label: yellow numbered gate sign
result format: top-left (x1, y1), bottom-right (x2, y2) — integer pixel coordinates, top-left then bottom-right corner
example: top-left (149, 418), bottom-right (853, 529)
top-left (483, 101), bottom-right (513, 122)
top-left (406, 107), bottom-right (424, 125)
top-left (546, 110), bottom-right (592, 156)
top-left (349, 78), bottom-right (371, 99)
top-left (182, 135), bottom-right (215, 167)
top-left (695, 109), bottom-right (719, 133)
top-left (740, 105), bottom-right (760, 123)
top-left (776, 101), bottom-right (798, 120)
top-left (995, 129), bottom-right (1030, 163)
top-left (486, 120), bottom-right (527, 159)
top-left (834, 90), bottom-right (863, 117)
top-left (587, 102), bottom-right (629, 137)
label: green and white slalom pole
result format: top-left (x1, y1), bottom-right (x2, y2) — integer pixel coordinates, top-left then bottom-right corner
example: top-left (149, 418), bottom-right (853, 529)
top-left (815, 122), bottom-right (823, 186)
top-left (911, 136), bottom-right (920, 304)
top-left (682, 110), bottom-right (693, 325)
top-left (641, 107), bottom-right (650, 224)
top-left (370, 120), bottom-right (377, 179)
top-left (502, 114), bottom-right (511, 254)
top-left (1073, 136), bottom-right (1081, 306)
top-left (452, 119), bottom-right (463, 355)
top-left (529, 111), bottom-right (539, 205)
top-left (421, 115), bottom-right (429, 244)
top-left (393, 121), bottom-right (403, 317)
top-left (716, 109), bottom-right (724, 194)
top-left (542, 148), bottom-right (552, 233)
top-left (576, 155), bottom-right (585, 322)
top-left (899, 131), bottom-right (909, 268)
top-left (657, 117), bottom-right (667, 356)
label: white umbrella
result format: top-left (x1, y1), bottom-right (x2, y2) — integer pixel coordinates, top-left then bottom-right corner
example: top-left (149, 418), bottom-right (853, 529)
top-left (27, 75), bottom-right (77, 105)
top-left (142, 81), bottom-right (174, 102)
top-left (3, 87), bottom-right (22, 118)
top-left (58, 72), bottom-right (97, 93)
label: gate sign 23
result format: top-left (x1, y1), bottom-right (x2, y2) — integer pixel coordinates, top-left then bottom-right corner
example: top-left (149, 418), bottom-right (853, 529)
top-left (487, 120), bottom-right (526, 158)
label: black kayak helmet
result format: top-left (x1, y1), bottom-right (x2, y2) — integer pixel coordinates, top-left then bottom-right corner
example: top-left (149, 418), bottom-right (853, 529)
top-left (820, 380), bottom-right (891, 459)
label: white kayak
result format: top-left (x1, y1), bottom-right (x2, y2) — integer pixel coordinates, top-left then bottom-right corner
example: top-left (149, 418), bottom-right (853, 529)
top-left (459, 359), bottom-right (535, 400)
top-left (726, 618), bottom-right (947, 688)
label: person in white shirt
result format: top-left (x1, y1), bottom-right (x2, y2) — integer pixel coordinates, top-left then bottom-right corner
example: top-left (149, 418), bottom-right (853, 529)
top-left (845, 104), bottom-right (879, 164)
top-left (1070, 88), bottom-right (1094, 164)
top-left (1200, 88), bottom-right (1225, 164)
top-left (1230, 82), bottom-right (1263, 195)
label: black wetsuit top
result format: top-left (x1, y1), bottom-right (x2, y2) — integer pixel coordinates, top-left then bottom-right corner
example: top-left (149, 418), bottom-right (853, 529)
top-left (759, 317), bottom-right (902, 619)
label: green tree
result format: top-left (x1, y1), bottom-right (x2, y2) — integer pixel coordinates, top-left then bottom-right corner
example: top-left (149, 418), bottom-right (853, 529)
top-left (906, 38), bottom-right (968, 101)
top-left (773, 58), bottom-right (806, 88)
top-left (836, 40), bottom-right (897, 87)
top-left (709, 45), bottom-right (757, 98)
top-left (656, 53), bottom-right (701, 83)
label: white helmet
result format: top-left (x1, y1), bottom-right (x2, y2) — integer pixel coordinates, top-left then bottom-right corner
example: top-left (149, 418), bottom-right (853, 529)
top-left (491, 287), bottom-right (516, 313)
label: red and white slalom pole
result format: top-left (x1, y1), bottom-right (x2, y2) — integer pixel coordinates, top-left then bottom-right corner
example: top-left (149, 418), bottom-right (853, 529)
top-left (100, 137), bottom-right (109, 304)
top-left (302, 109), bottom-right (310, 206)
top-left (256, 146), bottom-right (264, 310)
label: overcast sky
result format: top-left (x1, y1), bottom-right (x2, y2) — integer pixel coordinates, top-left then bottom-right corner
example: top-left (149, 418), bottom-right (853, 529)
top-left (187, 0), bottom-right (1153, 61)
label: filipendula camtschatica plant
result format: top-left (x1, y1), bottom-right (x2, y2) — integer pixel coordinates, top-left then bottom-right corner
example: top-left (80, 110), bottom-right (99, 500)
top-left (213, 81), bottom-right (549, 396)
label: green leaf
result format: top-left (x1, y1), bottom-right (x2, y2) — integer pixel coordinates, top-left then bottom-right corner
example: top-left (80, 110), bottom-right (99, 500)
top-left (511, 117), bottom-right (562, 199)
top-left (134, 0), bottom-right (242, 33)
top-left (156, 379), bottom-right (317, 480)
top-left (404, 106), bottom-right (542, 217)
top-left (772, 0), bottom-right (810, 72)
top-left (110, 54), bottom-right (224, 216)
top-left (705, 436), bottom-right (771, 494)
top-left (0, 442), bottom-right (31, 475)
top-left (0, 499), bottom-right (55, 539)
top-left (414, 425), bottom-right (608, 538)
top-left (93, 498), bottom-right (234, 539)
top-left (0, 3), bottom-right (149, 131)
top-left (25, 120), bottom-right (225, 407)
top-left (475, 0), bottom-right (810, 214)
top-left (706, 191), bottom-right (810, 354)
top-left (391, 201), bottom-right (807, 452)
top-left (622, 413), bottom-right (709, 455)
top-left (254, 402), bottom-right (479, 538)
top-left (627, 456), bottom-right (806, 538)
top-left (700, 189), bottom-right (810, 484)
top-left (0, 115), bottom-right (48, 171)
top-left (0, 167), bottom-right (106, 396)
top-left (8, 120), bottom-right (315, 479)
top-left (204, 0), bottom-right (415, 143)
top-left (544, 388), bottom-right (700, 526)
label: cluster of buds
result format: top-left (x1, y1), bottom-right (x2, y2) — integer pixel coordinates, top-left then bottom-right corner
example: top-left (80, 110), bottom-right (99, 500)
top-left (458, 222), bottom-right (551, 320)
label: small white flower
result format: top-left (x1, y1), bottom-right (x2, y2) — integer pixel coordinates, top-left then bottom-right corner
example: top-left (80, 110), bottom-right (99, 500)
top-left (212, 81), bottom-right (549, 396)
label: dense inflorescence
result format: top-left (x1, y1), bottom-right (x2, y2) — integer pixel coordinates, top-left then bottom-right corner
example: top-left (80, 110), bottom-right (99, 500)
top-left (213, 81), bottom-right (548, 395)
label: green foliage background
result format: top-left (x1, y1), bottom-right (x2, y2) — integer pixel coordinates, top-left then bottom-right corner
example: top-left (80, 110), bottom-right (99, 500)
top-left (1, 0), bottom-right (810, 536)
■ ■ ■ ■ ■
**Task description**
Make an exact copy of every line in the data.

**Solution to this task**
label: yellow numbered gate sign
result format: top-left (x1, y1), bottom-right (x2, y2) — integer pixel coordinates, top-left then bottom-right corner
example: top-left (149, 418), bottom-right (853, 529)
top-left (483, 101), bottom-right (513, 122)
top-left (406, 107), bottom-right (424, 125)
top-left (546, 110), bottom-right (592, 156)
top-left (349, 78), bottom-right (371, 99)
top-left (182, 135), bottom-right (215, 167)
top-left (695, 109), bottom-right (719, 133)
top-left (740, 105), bottom-right (760, 123)
top-left (776, 101), bottom-right (798, 120)
top-left (995, 129), bottom-right (1030, 163)
top-left (486, 120), bottom-right (527, 159)
top-left (834, 90), bottom-right (863, 117)
top-left (587, 102), bottom-right (629, 137)
label: green and white slalom pole
result format: top-left (x1, y1), bottom-right (x2, y2) — integer pixel coordinates, top-left then bottom-right corner
example: top-left (149, 418), bottom-right (853, 529)
top-left (815, 122), bottom-right (823, 186)
top-left (911, 136), bottom-right (920, 304)
top-left (682, 110), bottom-right (693, 325)
top-left (641, 107), bottom-right (650, 224)
top-left (370, 120), bottom-right (377, 179)
top-left (502, 114), bottom-right (511, 254)
top-left (1073, 136), bottom-right (1081, 306)
top-left (452, 119), bottom-right (463, 355)
top-left (529, 111), bottom-right (539, 205)
top-left (421, 115), bottom-right (429, 244)
top-left (393, 121), bottom-right (403, 317)
top-left (716, 109), bottom-right (724, 194)
top-left (542, 148), bottom-right (552, 233)
top-left (576, 155), bottom-right (585, 322)
top-left (899, 131), bottom-right (909, 268)
top-left (657, 117), bottom-right (667, 356)
label: white umbrella
result format: top-left (x1, y1), bottom-right (x2, y2) — integer pixel coordinates, top-left then bottom-right corner
example: top-left (149, 418), bottom-right (853, 529)
top-left (27, 75), bottom-right (77, 105)
top-left (142, 81), bottom-right (174, 102)
top-left (3, 87), bottom-right (22, 118)
top-left (58, 72), bottom-right (97, 93)
label: gate sign 23
result format: top-left (x1, y1), bottom-right (x2, y2) — integer pixel coordinates, top-left then bottom-right corner
example: top-left (149, 418), bottom-right (853, 529)
top-left (487, 120), bottom-right (526, 158)
label: black kayak helmet
result format: top-left (x1, y1), bottom-right (x2, y2) — integer pixel coordinates, top-left then bottom-right corner
example: top-left (149, 418), bottom-right (853, 529)
top-left (820, 380), bottom-right (891, 459)
label: white kayak
result format: top-left (x1, y1), bottom-right (x2, y2) — integer pixel coordinates, top-left then bottom-right corner
example: top-left (149, 418), bottom-right (853, 529)
top-left (459, 359), bottom-right (535, 400)
top-left (726, 618), bottom-right (947, 688)
label: person in white shirt
result format: top-left (x1, y1), bottom-right (x2, y2) — integer pixel coordinates, top-left then bottom-right corner
example: top-left (149, 418), bottom-right (853, 529)
top-left (845, 104), bottom-right (879, 164)
top-left (1070, 88), bottom-right (1094, 164)
top-left (1200, 88), bottom-right (1225, 164)
top-left (1230, 82), bottom-right (1263, 195)
label: black wetsuit top
result format: top-left (x1, y1), bottom-right (x2, y2) — integer pixel coordinates, top-left then bottom-right corner
example: top-left (149, 418), bottom-right (853, 529)
top-left (759, 317), bottom-right (902, 619)
label: green tree
result format: top-left (x1, y1), bottom-right (x2, y2) — integer pixel coordinates, top-left then bottom-right corner
example: top-left (149, 418), bottom-right (853, 529)
top-left (906, 38), bottom-right (968, 101)
top-left (773, 58), bottom-right (806, 88)
top-left (836, 40), bottom-right (897, 87)
top-left (709, 45), bottom-right (757, 98)
top-left (656, 53), bottom-right (701, 83)
label: white helmet
result format: top-left (x1, y1), bottom-right (x2, y2) — integer pixel coordinates, top-left then bottom-right corner
example: top-left (149, 418), bottom-right (853, 529)
top-left (491, 287), bottom-right (516, 313)
label: red and white slalom pole
result format: top-left (x1, y1), bottom-right (x2, y2) — integer pixel coordinates, top-left then bottom-right corner
example: top-left (149, 418), bottom-right (853, 529)
top-left (100, 137), bottom-right (109, 304)
top-left (302, 109), bottom-right (310, 206)
top-left (256, 146), bottom-right (264, 310)
label: overcast sky
result format: top-left (x1, y1), bottom-right (x2, y2) — integer pixel coordinates, top-left then bottom-right corner
example: top-left (149, 418), bottom-right (853, 529)
top-left (187, 0), bottom-right (1153, 61)
label: filipendula camtschatica plant
result format: top-left (x1, y1), bottom-right (x2, y2) — integer pixel coordinates, top-left then bottom-right corner
example: top-left (80, 110), bottom-right (99, 500)
top-left (213, 81), bottom-right (549, 396)
label: green leaf
result format: top-left (x1, y1), bottom-right (x2, y2) — integer pixel coordinates, top-left then bottom-right corner
example: top-left (80, 110), bottom-right (99, 500)
top-left (511, 117), bottom-right (562, 199)
top-left (134, 0), bottom-right (242, 33)
top-left (156, 379), bottom-right (317, 480)
top-left (404, 106), bottom-right (542, 217)
top-left (772, 0), bottom-right (810, 72)
top-left (110, 54), bottom-right (224, 216)
top-left (705, 436), bottom-right (771, 494)
top-left (0, 442), bottom-right (31, 475)
top-left (0, 499), bottom-right (55, 539)
top-left (414, 425), bottom-right (608, 538)
top-left (93, 498), bottom-right (234, 539)
top-left (0, 3), bottom-right (149, 131)
top-left (25, 120), bottom-right (225, 407)
top-left (475, 0), bottom-right (810, 214)
top-left (706, 191), bottom-right (810, 354)
top-left (391, 201), bottom-right (807, 452)
top-left (622, 413), bottom-right (709, 455)
top-left (254, 402), bottom-right (479, 538)
top-left (627, 456), bottom-right (806, 538)
top-left (700, 189), bottom-right (810, 484)
top-left (0, 115), bottom-right (48, 171)
top-left (0, 167), bottom-right (106, 396)
top-left (8, 120), bottom-right (315, 479)
top-left (204, 0), bottom-right (415, 143)
top-left (544, 388), bottom-right (700, 526)
label: cluster of buds
result format: top-left (x1, y1), bottom-right (x2, y2) — integer pixel coordinates, top-left then bottom-right corner
example: top-left (80, 110), bottom-right (99, 500)
top-left (458, 222), bottom-right (551, 320)
label: small white flower
result format: top-left (x1, y1), bottom-right (x2, y2) — integer pixel coordinates, top-left then bottom-right corner
example: top-left (80, 110), bottom-right (99, 500)
top-left (212, 81), bottom-right (549, 396)
label: dense inflorescence
result format: top-left (x1, y1), bottom-right (x2, y2) — integer pixel coordinates, top-left then bottom-right corner
example: top-left (80, 110), bottom-right (99, 500)
top-left (213, 81), bottom-right (548, 395)
label: green foliage background
result format: top-left (x1, y1), bottom-right (x2, y2) — integer pixel coordinates, top-left then bottom-right corner
example: top-left (80, 110), bottom-right (99, 500)
top-left (1, 0), bottom-right (810, 536)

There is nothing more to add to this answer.